ACTIVITY 1 = In the excavation passage, at what depth below ground surface was the possible Late Archaic Brewerton side-notched point found?
ACTIVITY 2 = Quote the excavation passage word for word, from "As the excavations" up to and including "14C dating purposes.".

QUOTED PASSAGE =
--------
As the excavations began to reach deeper soils a Terminal Archaic component was encountered in Test Unit #6, Feature 2, 55 cm below ground surface (BGS) in Level 6. The feature appeared as a charcoal stain in the western end of the unit. Careful removal of the soils in the upper few cm of the feature produced a number of fire cracked rock in association with the charcoal. One broken projectile similar to a Terminal Archaic broadspear form was recovered in direct association with the feature. The type most closely conforms to Ritchie’s (1965) description of Frost Island. The lithic material is unknown but possible western New York in origin. Numerous charcoal samples were gathered from this feature for 14C dating purposes.
One projectile was recovered which may be a Late Archaic Brewerton side-notched form. This point was found in Test Unit #6 at an elevation of 84 cm below ground surface (BGS) or nearly 30 cm below the Terminal Archaic point. The point exhibits a double side notch on one side of the stem that is common for the Brewerton side-notched type. The point is made from local western New York state lithics.
--------
SOURCE INFORMATION =
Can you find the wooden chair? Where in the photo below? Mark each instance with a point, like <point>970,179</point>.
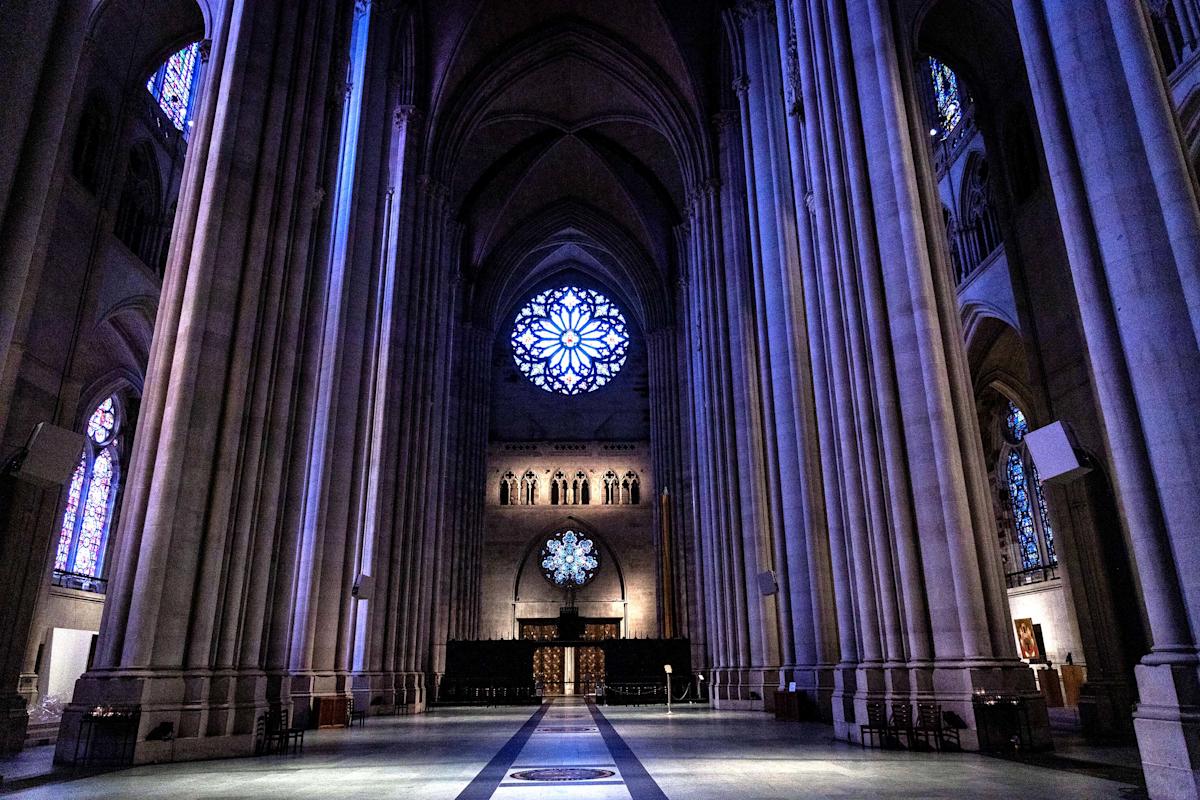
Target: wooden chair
<point>268,738</point>
<point>876,725</point>
<point>287,735</point>
<point>901,722</point>
<point>933,731</point>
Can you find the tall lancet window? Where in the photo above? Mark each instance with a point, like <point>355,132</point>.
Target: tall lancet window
<point>1033,534</point>
<point>174,85</point>
<point>91,497</point>
<point>946,95</point>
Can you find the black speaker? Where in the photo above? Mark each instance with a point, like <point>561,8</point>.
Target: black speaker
<point>49,456</point>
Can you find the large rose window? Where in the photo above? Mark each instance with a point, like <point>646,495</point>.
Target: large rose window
<point>570,341</point>
<point>569,559</point>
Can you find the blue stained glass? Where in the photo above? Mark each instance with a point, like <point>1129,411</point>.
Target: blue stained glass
<point>1023,512</point>
<point>66,533</point>
<point>172,85</point>
<point>1044,516</point>
<point>570,341</point>
<point>88,512</point>
<point>569,559</point>
<point>946,94</point>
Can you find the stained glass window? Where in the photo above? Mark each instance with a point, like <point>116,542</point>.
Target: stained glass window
<point>1023,513</point>
<point>66,534</point>
<point>1044,517</point>
<point>946,95</point>
<point>174,84</point>
<point>1024,491</point>
<point>570,341</point>
<point>569,559</point>
<point>90,495</point>
<point>1018,426</point>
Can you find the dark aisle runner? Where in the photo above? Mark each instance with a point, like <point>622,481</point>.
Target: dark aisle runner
<point>568,746</point>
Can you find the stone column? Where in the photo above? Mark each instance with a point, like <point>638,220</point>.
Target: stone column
<point>42,46</point>
<point>1128,233</point>
<point>972,645</point>
<point>785,341</point>
<point>227,380</point>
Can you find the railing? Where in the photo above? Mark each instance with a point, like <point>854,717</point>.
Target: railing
<point>1029,577</point>
<point>81,582</point>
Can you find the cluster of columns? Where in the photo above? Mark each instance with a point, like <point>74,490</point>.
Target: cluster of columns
<point>1132,229</point>
<point>827,362</point>
<point>277,541</point>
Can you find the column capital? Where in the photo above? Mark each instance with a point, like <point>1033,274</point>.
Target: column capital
<point>403,114</point>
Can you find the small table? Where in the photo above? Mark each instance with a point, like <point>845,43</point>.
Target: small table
<point>107,735</point>
<point>1002,722</point>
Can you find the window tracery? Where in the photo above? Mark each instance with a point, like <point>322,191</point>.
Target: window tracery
<point>509,488</point>
<point>569,559</point>
<point>946,95</point>
<point>569,340</point>
<point>174,85</point>
<point>529,488</point>
<point>1032,531</point>
<point>91,497</point>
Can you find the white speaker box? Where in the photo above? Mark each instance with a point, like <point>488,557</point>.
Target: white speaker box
<point>1054,453</point>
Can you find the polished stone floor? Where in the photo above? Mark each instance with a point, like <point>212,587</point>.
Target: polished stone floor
<point>696,753</point>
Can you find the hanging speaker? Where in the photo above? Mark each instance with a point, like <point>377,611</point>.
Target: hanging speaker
<point>1054,452</point>
<point>51,456</point>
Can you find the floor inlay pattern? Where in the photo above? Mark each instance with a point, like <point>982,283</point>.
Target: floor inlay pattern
<point>577,728</point>
<point>562,774</point>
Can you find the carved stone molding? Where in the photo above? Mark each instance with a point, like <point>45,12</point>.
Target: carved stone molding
<point>402,115</point>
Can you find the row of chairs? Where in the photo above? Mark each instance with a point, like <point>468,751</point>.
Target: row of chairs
<point>275,735</point>
<point>928,729</point>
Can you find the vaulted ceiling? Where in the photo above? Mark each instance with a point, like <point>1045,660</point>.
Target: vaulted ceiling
<point>570,124</point>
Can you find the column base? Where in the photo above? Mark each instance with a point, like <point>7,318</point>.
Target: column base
<point>1167,722</point>
<point>183,716</point>
<point>13,723</point>
<point>1105,710</point>
<point>952,685</point>
<point>816,683</point>
<point>742,687</point>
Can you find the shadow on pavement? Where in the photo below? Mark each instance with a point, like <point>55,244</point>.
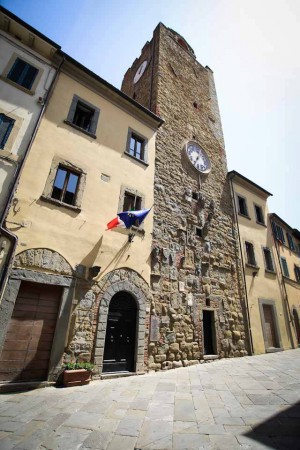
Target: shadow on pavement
<point>281,431</point>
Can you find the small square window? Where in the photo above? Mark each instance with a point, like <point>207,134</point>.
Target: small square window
<point>198,231</point>
<point>136,146</point>
<point>6,125</point>
<point>242,205</point>
<point>297,273</point>
<point>84,116</point>
<point>284,266</point>
<point>250,254</point>
<point>23,73</point>
<point>132,202</point>
<point>259,214</point>
<point>65,185</point>
<point>278,232</point>
<point>290,241</point>
<point>268,259</point>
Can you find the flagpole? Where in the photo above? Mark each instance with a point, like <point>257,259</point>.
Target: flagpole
<point>131,236</point>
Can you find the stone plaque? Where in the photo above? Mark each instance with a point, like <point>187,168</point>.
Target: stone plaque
<point>181,286</point>
<point>188,259</point>
<point>189,299</point>
<point>154,328</point>
<point>165,320</point>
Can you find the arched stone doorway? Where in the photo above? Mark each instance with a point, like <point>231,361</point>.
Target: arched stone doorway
<point>127,284</point>
<point>120,339</point>
<point>297,325</point>
<point>34,316</point>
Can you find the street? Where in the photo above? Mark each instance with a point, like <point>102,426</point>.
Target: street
<point>249,403</point>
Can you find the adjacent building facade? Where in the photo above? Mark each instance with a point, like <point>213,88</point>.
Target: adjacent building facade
<point>287,249</point>
<point>92,157</point>
<point>26,75</point>
<point>269,315</point>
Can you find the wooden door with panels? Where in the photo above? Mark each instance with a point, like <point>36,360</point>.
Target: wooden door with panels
<point>28,342</point>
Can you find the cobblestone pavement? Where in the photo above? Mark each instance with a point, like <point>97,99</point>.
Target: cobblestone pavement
<point>249,403</point>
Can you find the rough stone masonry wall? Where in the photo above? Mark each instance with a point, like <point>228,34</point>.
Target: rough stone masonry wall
<point>190,273</point>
--------
ANSWER SECTION 1 = 84 cm below ground surface

ANSWER SECTION 2 =
As the excavations began to reach deeper soils a Terminal Archaic component was encountered in Test Unit #6, Feature 2, 55 cm below ground surface (BGS) in Level 6. The feature appeared as a charcoal stain in the western end of the unit. Careful removal of the soils in the upper few cm of the feature produced a number of fire cracked rock in association with the charcoal. One broken projectile similar to a Terminal Archaic broadspear form was recovered in direct association with the feature. The type most closely conforms to Ritchie’s (1965) description of Frost Island. The lithic material is unknown but possible western New York in origin. Numerous charcoal samples were gathered from this feature for 14C dating purposes.